**Task prompt:** Reproduce the records word for word, from the line containing "every matching hazy" up to and including the final line of the records.

**Extracted material:**
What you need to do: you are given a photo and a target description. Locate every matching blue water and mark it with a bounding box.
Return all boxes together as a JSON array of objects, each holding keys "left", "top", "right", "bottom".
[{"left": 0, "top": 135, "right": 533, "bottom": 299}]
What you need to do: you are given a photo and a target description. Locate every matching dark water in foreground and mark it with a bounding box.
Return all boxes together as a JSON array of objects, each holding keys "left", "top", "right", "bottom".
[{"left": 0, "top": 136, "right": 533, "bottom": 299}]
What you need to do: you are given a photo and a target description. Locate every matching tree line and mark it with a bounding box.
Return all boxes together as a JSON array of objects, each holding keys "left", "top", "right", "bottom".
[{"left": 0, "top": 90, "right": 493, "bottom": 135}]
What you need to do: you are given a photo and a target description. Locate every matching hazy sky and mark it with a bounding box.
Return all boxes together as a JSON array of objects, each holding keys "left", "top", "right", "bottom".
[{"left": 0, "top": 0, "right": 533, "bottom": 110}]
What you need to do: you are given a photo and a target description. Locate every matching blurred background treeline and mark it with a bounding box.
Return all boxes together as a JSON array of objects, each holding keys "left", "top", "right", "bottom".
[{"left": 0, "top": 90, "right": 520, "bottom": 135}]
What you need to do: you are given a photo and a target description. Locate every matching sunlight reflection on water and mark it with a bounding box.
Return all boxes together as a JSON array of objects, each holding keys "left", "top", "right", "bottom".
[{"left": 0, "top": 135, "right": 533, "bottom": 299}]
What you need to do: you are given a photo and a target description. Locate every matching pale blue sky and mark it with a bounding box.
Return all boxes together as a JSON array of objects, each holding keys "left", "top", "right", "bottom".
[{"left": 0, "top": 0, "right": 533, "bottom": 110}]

**Exercise result:**
What you need to do: you are given a photo and a target description. Locate every matching hazy sky and mark it with a bounding box.
Return all boxes together as a JSON array of objects, each holding keys "left", "top", "right", "bottom".
[{"left": 0, "top": 0, "right": 533, "bottom": 110}]
What you need to do: you are given a photo and a target description. Locate every matching blurred background treeline and mark it with a bounding box.
Return all boxes together as a JSON array of objects, each holding keys "left", "top", "right", "bottom".
[{"left": 0, "top": 90, "right": 520, "bottom": 135}]
What you need to do: you are given a photo and a target description. Locate every matching sunlight reflection on water and mark it with a bounding box.
Return all boxes together as a JSON array of objects, each holding keys "left", "top", "right", "bottom".
[{"left": 0, "top": 135, "right": 533, "bottom": 299}]
What you need to do: you are given a photo and a target description. Locate every matching pale blue sky and mark it with a bounding box.
Return all boxes together as a JSON array of objects, each holding keys "left", "top", "right", "bottom".
[{"left": 0, "top": 0, "right": 533, "bottom": 110}]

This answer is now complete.